:: Your task ::
Could you please repeat all of the entries exactly as written?

:: Records for processing ::
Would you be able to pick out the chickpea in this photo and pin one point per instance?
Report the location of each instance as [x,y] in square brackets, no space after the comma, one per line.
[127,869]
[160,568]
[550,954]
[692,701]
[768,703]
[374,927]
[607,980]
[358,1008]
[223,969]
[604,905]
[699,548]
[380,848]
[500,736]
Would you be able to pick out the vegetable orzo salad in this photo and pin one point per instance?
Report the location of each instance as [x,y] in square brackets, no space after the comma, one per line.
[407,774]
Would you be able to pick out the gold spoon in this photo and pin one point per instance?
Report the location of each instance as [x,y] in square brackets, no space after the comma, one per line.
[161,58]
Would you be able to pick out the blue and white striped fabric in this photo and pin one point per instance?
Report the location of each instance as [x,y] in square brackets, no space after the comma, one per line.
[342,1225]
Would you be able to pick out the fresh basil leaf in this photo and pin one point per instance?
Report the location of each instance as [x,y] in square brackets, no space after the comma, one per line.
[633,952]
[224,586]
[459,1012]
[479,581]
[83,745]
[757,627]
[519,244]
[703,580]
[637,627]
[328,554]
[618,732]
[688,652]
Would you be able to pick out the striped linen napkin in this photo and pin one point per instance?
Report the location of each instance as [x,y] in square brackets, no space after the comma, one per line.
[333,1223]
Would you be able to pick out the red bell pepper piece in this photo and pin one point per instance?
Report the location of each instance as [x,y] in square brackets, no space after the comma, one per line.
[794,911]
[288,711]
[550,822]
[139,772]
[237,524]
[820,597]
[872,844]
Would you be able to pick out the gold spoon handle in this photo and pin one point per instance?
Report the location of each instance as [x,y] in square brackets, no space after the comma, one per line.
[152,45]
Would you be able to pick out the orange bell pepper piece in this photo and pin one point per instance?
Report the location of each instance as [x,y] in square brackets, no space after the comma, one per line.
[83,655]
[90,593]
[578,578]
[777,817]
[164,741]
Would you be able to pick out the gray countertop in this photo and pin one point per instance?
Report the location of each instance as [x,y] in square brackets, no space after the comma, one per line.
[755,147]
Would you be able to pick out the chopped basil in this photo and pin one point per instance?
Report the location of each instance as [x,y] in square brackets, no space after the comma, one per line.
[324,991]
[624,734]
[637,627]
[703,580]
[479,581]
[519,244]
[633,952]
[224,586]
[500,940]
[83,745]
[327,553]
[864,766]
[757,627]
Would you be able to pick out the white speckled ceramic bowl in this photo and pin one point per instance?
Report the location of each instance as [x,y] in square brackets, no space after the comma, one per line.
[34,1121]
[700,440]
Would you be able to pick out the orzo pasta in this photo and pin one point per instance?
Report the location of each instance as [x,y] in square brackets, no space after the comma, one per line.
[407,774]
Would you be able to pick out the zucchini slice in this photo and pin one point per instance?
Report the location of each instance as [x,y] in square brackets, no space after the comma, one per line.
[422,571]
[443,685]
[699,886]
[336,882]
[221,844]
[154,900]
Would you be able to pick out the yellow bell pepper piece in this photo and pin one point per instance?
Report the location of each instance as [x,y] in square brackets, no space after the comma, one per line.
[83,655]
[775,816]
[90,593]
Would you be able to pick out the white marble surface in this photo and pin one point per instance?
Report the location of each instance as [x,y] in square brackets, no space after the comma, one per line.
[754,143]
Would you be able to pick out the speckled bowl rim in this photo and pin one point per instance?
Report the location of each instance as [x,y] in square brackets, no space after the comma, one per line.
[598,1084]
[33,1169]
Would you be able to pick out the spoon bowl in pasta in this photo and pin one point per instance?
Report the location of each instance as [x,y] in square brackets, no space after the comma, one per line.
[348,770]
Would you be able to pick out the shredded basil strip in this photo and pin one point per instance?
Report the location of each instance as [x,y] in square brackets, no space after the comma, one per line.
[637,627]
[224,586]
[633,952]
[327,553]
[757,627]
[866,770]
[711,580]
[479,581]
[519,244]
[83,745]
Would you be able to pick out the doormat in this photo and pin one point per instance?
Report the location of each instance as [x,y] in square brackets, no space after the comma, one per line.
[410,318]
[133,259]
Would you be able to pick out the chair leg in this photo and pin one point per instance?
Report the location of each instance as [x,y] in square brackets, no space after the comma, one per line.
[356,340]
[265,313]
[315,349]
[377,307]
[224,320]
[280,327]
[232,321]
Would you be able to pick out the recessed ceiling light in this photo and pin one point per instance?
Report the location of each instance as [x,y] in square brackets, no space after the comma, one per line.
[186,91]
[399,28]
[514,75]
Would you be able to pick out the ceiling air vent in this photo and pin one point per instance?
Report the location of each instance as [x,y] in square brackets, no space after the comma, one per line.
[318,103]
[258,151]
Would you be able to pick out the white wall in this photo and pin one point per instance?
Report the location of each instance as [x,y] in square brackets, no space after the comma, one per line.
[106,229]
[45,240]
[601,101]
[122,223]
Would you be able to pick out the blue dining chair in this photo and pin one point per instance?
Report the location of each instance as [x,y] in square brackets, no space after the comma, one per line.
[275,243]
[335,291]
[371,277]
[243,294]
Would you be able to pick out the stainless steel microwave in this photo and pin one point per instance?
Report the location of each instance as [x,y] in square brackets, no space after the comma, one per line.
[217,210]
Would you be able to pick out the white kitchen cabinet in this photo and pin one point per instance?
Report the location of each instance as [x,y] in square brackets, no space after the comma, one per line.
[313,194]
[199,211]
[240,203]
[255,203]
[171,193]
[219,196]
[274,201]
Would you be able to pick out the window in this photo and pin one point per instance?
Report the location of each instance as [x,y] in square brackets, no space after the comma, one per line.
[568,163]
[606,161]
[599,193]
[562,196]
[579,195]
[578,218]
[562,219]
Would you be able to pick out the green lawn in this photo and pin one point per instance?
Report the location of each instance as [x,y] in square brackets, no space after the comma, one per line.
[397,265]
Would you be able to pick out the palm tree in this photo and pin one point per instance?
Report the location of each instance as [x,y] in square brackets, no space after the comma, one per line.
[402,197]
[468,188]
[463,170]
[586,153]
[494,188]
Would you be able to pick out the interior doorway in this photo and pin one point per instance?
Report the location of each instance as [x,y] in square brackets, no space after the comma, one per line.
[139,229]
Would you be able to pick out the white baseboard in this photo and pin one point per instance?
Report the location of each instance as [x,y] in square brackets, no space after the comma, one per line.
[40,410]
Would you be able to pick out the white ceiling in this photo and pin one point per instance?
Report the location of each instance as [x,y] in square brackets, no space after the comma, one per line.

:: Expected answer ::
Would you be able to pick out the chickpea in this photo and pin one point per instance?
Report the location of each instance as [x,y] in square brackets, no space after the comma, one per line.
[127,869]
[160,568]
[550,954]
[692,701]
[768,703]
[374,927]
[607,980]
[358,1008]
[223,969]
[604,905]
[699,548]
[380,848]
[500,736]
Would you be able to pick out the vegetable orzo salad in this photo and pin one point per instance?
Report the location of each instance as [x,y] in square brackets, no space after the comma, one per line.
[407,774]
Would you be able to pick out the gold spoon in this photo and pin one point per instance?
Report the location of each instance as [x,y] in square brackets, no space after the comma, one per line.
[161,58]
Would you be able to pick out the blue and white striped fabric in this photo and pin one point per instance?
Report the location of each instance as [x,y] in square brackets, no space after the comma, one per line.
[342,1225]
Would you be able to pick out the fresh basil leaf in this photo and pin one point per instance?
Report the location of each instance as [x,y] in square brackets, no space after the comma, one per line.
[633,952]
[224,586]
[459,1012]
[479,581]
[83,745]
[757,627]
[519,244]
[703,580]
[637,627]
[328,554]
[618,732]
[688,652]
Would you be able to pick out the striped linen napkin in this photo and pin one point per instance?
Report the location of each instance as [x,y] in square brackets, no space after the comma, one per line.
[333,1223]
Would you be able to pick out the red bell pepper piece in this photo and pin one point per instance?
Report the location of each instance as [x,y] in square brackets, no space after the comma, one per line.
[794,911]
[288,711]
[550,822]
[139,772]
[237,524]
[820,597]
[872,844]
Would you be able to pick out the gold spoon handle in this photo and pin one point per instance?
Report the location of each instance as [x,y] in square brackets, no space after the comma, one per line.
[152,45]
Would you be able to pick out the orange bell pepper piece in this photo and pin one point per instance?
Report the location of each instance as [x,y] in square brackets, no space after the comma, one per line.
[83,655]
[90,593]
[578,578]
[777,817]
[164,741]
Would you be able to pick out the gray countertop in this photo and pin one point per instance?
Report the location of each instance as [x,y] in square brackets, no space after the comma, one per line.
[755,147]
Would you be able to pick out the chopped basil in this photo and pin one point per instance?
Report the location of each instance as [x,y] in square brackets, no space after the comma, one per line.
[324,991]
[624,734]
[637,627]
[703,580]
[479,581]
[519,244]
[633,952]
[224,586]
[500,940]
[83,745]
[327,553]
[864,766]
[757,627]
Would you be able to pick out the white speckled ceramic bowl in this photo and pin one point per instance?
Report the location of each instance as [x,y] in square brackets, no space after the comma, one per line.
[34,1121]
[700,440]
Would you be able to pick out the orzo pasta in this photo and pin one point per instance?
Report the location of each instance as [x,y] in square brackets, no space after the comma, one per line.
[407,774]
Would you be able to pick out the zucchini slice in this photo and pin one point per instance?
Report the location of each instance as [x,y] in square brackets, no space after the comma, one per line.
[422,571]
[443,685]
[699,886]
[336,882]
[221,844]
[154,900]
Would you be able to pick out the yellow bell pepper piece in this photo and pin one point per instance?
Report the location of each instance as [x,y] in square brackets, no space after the comma, one per line.
[83,655]
[775,816]
[90,593]
Would you be able to pick out the white marble surface in this photo and pin one point per instance?
Report the location of each instance as [x,y] in square brackets, no space after the comma, one per line.
[754,143]
Would you be able to pick out the speckled bowl rim in this photo and pin one point per instance?
Report the location of each instance as [x,y] in square brackets, no space after the comma, one per line.
[598,1084]
[33,1169]
Would you be able to pick out the spoon bowl in pasta in this photo and pin one point per instance?
Report the location of each instance as [x,y] in square brackets, no space after the comma, one per line.
[348,770]
Would you be able to pick out the shredded basil strip in this photo and pin one point per instance?
Report the location of each instance as [x,y] in square brackets, no space after the comma, one per line.
[637,627]
[224,586]
[633,952]
[327,553]
[757,627]
[866,770]
[711,580]
[479,581]
[519,244]
[83,745]
Would you be able to pick out the doormat in this photo and pin one point per instance?
Report the location of each instance as [x,y] in square brackets, no space after the comma, one per line.
[410,318]
[133,259]
Would you be able to pick out the chair leg in this photo and pin one point per instance?
Report the location of each instance as [x,y] in square brackets, no space after the comma, one per line.
[356,340]
[265,313]
[315,349]
[377,307]
[224,320]
[280,327]
[232,321]
Would you be able to pick out the recessed ceiling light in this photo and pin one point per instance?
Report the location of each instance as [x,y] in square brackets, no space after the comma, one per line.
[186,91]
[399,28]
[514,75]
Would you be able to pick out the ceiling air vent in this photo and pin one point per instance?
Report the location of each instance as [x,y] in square brackets, no space after the comma, one per line.
[318,103]
[258,151]
Would you be able to pick out the white wall in this photo and pin one point per instance?
Report the location of each instance as [x,y] in square brackets, no space after the comma, one per line.
[106,229]
[45,240]
[601,101]
[122,223]
Would you be able to pick out the blue dining chair in this photo and pin one point per instance?
Report the location of each instance as [x,y] in square brackets, no space after the comma, one per line.
[275,243]
[335,291]
[371,277]
[243,294]
Would you be able to pick out the stainless steel microwave in this photo and pin one point per instance?
Report the location of each instance as [x,y] in square brackets, no space after the comma, one per line.
[217,210]
Would you be able to pick out the white kitchen cabinet in this photo and pin one point per instance?
Report the location of each instance as [x,y] in square brackets, no space after the comma, one per line.
[313,194]
[199,211]
[240,203]
[255,203]
[171,193]
[219,196]
[274,201]
Would you be able to pick out the window in this photo and pin one point per instance?
Report the location of each instance as [x,y] in square brackets, no space after the comma, one per line.
[568,163]
[606,161]
[599,193]
[562,196]
[579,195]
[578,218]
[562,219]
Would you be able to pick out the green lawn in this photo and pin one point per instance?
Report the location of each instance as [x,y] in square brackets, no space after the comma, one per line.
[397,265]
Would you be able to pick out the palm tree in this photo and pin one point per instance?
Report the location of each instance as [x,y] in square brackets, no space after the comma, one per line.
[402,197]
[468,188]
[463,170]
[586,153]
[494,188]
Would you be able to pick out the interior doorway in this photo and pin one point per instance?
Report the location of each instance as [x,y] in square brackets, no space after the comma, one per line.
[139,229]
Would you be able to pick out the white baseboard in this photo and pin one point per instance?
Report the location of each instance as [x,y] in square brackets, no space after the comma, one per line.
[40,410]
Would you be able to pick out the white ceiling in this photo and pin one point per instance?
Report the location of each instance as [x,y] in square brackets, no space after the comma, one per line.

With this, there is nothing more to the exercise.